*** Opening TEXT FOR ANALYSIS ***
In case you don’t know what “the dream” is, I’ll tell you. Every high school baseball player in Japan dreams of getting to the Koshien stadium in Osaka for the national tournament. Nothing else really matters.

Bribery

Published July 22, 2006 by gaijinmama

I know you’re not supposed to bribe your children, or at least that’s what the so-called experts say these days, but how else do you expect me to get Lilia to do her homework? Yesterday I told her I’d take her to the video store if she’d do all of her homework in the morning and fold the laundry. She balked at first, shaking her head and tossing the prints, but she finally buckled down and did most of it. She wanted to leave half of the math for tomorrow. Ha! I showed her all the homework she had yet to do. This morning I told her that she couldn’t go into the wading pool until she’d done her math. She and Jio both are struggling with basic arithmetic, which puzzles me, because I read somewhere that learning a second language early makes math easier.

I let Jio and Lilia watch as much TV as they wanted today so that I could read The Second Coming of Mavala Shikongo by Peter Orner, about a volunteer from Cincinnati who goes to teach at an isolated school in Namibia and falls in love with a fallen (in the moral sense) former soldier. So there is the African setting, which interests me, and the teaching aspect, which reminds me of myself, getting off the plane in Tokyo at the age of 22 with no experience to speak of. But beyond that, this book is very funny and the characters are completely real.

Summer Vacation

Published July 21, 2006 by gaijinmama

Today was the first day of Lilia’s summer vacation. Yesterday at school, her teacher explained her homework to me. She has to do about two Japanese prints per day (hiragana writing practice and vocabulary), and two math prints. She also has to write nine pages of her diary, keep track of the books she reads, water her morning glory every day, help fold the laundry every day, and make a piggybank. Oh, and we had to decide what time Lilia would wake up and go to bed during summer vacation.

I can’t wait to see what Jio’s homework is.
*** Closing TEXT FOR ANALYSIS ***
*** Opening EXTRACTED MATERIAL ***
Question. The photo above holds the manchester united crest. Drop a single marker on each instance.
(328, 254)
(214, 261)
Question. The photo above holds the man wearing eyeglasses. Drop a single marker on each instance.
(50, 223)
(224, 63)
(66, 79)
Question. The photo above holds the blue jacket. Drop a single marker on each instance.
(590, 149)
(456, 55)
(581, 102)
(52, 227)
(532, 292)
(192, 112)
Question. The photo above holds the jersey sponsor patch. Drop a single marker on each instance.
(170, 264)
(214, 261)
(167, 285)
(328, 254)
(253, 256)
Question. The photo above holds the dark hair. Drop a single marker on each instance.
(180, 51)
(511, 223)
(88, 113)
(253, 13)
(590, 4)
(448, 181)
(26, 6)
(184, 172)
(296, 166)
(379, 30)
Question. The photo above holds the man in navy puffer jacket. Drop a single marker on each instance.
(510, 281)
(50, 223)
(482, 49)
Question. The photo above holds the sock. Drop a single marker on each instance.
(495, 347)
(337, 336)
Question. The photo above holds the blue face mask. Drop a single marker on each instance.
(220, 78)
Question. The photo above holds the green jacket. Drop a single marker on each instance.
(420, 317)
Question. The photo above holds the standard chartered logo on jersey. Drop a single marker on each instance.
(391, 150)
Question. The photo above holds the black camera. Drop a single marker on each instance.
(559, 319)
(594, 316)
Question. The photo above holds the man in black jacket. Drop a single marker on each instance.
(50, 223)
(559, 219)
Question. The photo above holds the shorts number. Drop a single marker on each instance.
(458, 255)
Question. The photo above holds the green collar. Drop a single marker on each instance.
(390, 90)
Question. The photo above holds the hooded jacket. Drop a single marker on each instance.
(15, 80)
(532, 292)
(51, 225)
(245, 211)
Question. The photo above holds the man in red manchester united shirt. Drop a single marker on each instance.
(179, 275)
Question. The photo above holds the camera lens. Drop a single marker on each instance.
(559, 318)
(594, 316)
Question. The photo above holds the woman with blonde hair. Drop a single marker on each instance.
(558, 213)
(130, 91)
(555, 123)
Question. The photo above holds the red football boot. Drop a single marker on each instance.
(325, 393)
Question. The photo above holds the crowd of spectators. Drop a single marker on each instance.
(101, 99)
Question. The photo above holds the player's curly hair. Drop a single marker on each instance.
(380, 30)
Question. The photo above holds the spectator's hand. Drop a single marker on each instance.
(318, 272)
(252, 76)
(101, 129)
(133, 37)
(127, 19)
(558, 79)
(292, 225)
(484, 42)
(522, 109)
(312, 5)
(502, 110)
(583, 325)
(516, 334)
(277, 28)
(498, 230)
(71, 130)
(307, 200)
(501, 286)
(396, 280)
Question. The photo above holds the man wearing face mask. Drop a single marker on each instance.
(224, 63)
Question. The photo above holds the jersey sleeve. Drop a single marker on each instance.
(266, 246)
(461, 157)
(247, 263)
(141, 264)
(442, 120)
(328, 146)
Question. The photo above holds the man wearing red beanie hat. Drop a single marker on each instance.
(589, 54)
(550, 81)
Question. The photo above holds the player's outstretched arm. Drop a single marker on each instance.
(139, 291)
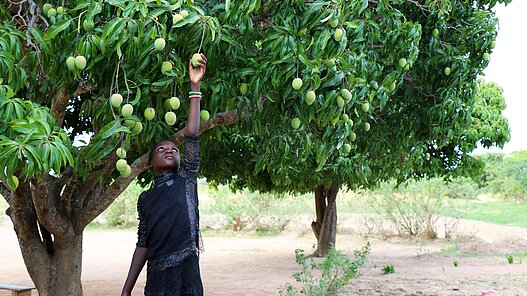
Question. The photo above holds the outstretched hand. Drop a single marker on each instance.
(196, 74)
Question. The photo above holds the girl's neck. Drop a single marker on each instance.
(162, 178)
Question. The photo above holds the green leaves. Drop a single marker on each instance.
(55, 29)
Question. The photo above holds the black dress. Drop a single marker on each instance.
(169, 228)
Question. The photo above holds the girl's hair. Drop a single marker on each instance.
(154, 147)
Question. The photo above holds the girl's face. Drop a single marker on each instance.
(165, 158)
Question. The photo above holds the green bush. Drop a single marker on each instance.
(320, 277)
(262, 213)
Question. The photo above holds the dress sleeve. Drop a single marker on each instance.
(141, 228)
(191, 160)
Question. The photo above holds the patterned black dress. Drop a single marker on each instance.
(169, 228)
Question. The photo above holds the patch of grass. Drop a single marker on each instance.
(497, 212)
(3, 206)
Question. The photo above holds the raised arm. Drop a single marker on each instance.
(195, 75)
(138, 262)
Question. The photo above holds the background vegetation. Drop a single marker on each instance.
(498, 195)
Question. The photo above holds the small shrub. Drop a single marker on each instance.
(388, 268)
(334, 271)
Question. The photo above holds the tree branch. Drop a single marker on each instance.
(59, 104)
(83, 88)
(97, 203)
(5, 192)
(24, 220)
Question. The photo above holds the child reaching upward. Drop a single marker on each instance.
(168, 232)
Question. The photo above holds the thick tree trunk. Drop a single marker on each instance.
(61, 274)
(53, 261)
(325, 227)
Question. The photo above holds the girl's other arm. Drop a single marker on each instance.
(138, 262)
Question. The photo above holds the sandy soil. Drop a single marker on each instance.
(259, 266)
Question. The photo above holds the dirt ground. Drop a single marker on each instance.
(260, 266)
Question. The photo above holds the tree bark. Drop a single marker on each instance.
(52, 257)
(49, 215)
(325, 227)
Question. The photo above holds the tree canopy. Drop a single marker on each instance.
(388, 88)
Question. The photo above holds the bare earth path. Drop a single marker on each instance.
(259, 266)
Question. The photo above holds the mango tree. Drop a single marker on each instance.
(375, 101)
(352, 93)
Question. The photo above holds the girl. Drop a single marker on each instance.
(168, 232)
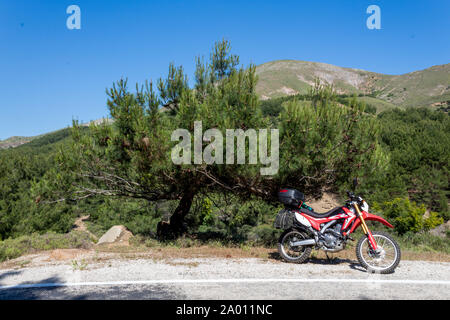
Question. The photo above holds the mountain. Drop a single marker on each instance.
(429, 87)
(13, 142)
(50, 137)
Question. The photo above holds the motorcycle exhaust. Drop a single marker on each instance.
(307, 242)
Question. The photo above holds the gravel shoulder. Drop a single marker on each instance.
(220, 278)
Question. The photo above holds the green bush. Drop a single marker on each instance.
(407, 216)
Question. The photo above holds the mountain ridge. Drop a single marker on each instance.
(427, 87)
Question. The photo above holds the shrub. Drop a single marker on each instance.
(406, 216)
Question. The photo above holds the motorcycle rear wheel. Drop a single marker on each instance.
(386, 260)
(297, 254)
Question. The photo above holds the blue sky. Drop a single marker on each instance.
(51, 75)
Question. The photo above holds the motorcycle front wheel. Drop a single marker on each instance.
(385, 259)
(294, 254)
*** Closing EXTRACTED MATERIAL ***
■ **TASK SET**
1. Summarize the blog posts about the children's summer homework in three sentences.
2. Continue the blog posts about the children's summer homework, picking up after their final sentence.

■ **RESPONSES BY TASK**
1. On the first day of summer vacation, Lilia comes home with a long homework list: daily Japanese and math prints, nine diary pages, a reading log, watering her morning glory, folding laundry and making a piggybank. To get the work done, the writer promises a trip to the video store and keeps Lilia out of the wading pool until her math is finished, puzzled that both Lilia and Jio struggle with basic arithmetic. Meanwhile the writer lets the children watch TV while reading Peter Orner's The Second Coming of Mavala Shikongo, a funny novel about a Cincinnati volunteer teaching at an isolated school in Namibia.

2.
Camp

Published July 20, 2006 by gaijinmama

Jio’s entire school was supposed to go to YMCA overnight camp today. Proscrastinator that I am, I didn’t start preparing the required stuff until yesterday after school. He needed a pair of shoes for playing in/near the water, which he didn’t have, so after dinner I packed the twins in the car and went to the mall. I was exhausted, by the way, ’cause I only got about 6 hours’ sleep the night before and I’d spent the day in the city. So we bought the shoes, came home, and then I realized we didn’t have a decent marker for writing Jio’s name on everything. Lilia fell asleep doing homework. Everything was late, everyone was tired. Yoshi volunteered to go the store and buy a marker. I think he’d finished writing Jio’s name on everything by the time the phone rang at 10PM. It was Jio’s teacher saying that camp had been cancelled due to heavy rain forecast for today.

Final Exam

Published July 18, 2006 by gaijinmama

Today I administered my first ever final exam. I never told my college students that they were my first ever college students and that I was basically making it up as I went along, and they don’t know that today’s test was my first. Until now, my teaching in this country has been more of a diversion from the usual curriculm. Now that I can decide grades, I feel very empowered.

Aside from all that, I’m hoping that they learned a little bit. They obviously didn’t study for the test. I told them two weeks ago that I was going to give them a dictation and I even told them what the dictation would be, but no one got it right.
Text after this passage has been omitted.